### Description of the task
Count how many lines below contain the word "blurred", and reply with that number alone.

### Data extract
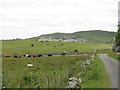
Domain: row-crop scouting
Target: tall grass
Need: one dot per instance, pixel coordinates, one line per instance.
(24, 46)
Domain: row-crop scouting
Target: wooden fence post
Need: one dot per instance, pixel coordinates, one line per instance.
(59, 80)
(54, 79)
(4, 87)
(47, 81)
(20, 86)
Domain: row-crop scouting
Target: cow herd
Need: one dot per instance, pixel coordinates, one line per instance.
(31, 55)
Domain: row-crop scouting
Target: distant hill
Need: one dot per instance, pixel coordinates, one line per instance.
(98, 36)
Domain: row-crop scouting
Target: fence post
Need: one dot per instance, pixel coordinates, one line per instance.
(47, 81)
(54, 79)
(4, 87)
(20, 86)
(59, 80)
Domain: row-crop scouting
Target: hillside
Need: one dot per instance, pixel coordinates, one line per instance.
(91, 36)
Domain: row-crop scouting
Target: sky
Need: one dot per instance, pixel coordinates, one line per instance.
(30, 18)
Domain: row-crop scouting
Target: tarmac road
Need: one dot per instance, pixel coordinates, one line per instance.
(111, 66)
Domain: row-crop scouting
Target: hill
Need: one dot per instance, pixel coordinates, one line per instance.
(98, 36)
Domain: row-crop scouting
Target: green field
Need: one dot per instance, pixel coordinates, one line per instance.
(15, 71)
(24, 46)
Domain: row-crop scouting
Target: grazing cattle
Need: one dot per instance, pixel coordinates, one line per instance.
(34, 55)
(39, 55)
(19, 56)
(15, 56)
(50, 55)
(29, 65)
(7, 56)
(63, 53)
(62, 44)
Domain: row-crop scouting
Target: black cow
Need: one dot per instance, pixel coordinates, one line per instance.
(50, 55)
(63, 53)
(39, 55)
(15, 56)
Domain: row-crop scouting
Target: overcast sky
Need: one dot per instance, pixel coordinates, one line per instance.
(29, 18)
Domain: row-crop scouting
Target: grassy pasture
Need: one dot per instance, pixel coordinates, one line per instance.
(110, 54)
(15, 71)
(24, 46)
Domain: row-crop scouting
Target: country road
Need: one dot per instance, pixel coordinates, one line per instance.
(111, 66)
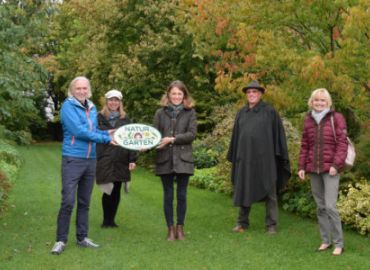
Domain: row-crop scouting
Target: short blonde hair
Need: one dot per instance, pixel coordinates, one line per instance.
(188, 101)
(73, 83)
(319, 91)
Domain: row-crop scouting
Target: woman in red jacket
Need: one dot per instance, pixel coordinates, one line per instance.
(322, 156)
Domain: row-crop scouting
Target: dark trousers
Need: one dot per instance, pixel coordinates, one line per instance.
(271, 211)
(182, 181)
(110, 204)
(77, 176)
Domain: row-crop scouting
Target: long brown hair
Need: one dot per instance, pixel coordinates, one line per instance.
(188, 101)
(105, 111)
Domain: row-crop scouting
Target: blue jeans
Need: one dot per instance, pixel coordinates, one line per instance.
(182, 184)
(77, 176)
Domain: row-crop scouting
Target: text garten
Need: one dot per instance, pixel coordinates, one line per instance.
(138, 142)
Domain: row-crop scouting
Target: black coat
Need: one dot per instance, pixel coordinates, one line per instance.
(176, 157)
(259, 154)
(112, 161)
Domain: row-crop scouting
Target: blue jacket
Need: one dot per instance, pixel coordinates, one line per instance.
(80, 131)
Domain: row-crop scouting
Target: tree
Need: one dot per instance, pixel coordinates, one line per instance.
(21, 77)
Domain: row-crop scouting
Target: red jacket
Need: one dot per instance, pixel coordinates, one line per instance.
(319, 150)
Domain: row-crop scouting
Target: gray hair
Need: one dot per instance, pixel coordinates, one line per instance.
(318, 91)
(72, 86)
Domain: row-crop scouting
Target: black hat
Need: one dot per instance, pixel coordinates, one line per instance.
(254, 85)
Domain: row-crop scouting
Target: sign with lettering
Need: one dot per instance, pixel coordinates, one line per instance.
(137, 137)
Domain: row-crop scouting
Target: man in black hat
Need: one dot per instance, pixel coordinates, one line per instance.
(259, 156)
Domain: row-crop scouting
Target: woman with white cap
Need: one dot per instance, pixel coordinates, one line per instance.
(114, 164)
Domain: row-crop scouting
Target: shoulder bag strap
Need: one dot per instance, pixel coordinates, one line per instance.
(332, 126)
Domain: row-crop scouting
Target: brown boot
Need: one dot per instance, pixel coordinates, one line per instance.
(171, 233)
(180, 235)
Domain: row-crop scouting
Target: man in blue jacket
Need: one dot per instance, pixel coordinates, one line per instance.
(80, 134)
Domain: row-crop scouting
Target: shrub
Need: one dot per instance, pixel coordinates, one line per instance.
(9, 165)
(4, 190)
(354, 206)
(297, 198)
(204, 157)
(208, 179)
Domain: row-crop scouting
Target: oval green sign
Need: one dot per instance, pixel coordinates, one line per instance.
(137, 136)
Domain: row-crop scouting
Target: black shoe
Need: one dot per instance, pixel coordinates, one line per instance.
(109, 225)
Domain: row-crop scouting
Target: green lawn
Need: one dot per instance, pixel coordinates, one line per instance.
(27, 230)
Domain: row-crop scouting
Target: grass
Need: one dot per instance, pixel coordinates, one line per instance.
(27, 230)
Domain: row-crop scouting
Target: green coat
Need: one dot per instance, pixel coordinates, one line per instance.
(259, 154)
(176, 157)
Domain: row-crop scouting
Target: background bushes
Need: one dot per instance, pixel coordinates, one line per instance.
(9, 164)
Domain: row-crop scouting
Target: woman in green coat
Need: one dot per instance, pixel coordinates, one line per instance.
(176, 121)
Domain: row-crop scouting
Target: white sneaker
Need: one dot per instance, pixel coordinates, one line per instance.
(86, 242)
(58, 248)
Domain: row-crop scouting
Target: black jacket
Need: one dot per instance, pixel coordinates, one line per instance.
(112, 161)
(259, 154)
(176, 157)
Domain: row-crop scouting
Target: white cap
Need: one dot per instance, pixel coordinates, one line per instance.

==

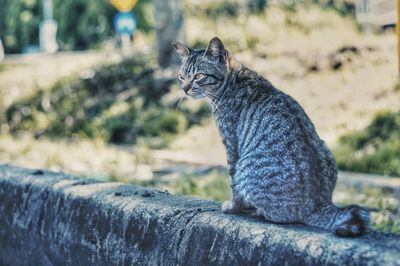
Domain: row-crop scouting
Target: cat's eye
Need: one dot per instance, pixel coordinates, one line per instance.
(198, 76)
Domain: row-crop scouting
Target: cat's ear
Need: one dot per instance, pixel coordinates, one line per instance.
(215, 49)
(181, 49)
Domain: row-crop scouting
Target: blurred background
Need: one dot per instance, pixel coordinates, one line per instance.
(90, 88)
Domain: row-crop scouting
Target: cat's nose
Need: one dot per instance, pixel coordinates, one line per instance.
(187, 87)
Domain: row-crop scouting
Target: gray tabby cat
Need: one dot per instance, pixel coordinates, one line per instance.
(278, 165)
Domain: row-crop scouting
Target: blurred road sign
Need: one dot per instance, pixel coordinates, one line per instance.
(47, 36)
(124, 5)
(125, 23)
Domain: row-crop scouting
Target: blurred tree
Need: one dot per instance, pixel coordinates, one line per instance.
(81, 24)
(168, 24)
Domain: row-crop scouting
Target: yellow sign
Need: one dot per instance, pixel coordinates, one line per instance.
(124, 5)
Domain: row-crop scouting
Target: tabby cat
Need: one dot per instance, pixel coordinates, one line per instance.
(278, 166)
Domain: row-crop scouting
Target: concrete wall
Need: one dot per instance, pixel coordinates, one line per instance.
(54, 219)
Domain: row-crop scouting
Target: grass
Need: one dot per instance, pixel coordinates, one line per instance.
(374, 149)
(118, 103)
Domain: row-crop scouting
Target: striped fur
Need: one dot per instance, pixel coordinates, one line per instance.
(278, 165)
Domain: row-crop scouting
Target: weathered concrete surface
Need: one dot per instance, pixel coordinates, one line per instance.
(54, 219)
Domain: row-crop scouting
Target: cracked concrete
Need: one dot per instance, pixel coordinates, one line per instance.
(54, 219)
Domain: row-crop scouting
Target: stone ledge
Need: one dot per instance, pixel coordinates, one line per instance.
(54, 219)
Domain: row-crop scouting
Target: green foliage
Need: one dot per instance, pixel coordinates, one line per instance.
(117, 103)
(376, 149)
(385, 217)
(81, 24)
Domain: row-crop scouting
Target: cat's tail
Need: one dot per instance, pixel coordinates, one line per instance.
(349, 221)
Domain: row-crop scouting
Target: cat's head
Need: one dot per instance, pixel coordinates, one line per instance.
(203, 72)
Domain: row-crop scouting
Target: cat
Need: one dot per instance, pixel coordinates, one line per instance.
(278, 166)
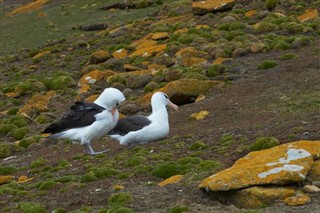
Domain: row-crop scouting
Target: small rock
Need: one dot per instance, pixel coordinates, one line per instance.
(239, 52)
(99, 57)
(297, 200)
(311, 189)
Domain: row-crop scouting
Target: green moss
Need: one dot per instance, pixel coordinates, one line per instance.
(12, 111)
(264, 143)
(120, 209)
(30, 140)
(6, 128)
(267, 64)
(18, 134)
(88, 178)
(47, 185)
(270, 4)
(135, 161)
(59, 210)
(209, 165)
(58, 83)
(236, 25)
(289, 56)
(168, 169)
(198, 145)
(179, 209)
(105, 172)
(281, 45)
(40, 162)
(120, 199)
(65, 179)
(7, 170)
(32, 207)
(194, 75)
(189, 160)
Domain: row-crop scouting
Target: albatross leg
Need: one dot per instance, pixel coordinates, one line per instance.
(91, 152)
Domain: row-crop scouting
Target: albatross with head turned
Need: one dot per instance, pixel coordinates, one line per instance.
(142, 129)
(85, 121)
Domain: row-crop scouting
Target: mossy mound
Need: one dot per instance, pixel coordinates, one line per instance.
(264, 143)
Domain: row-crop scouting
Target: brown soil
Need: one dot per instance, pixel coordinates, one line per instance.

### Problem solution
3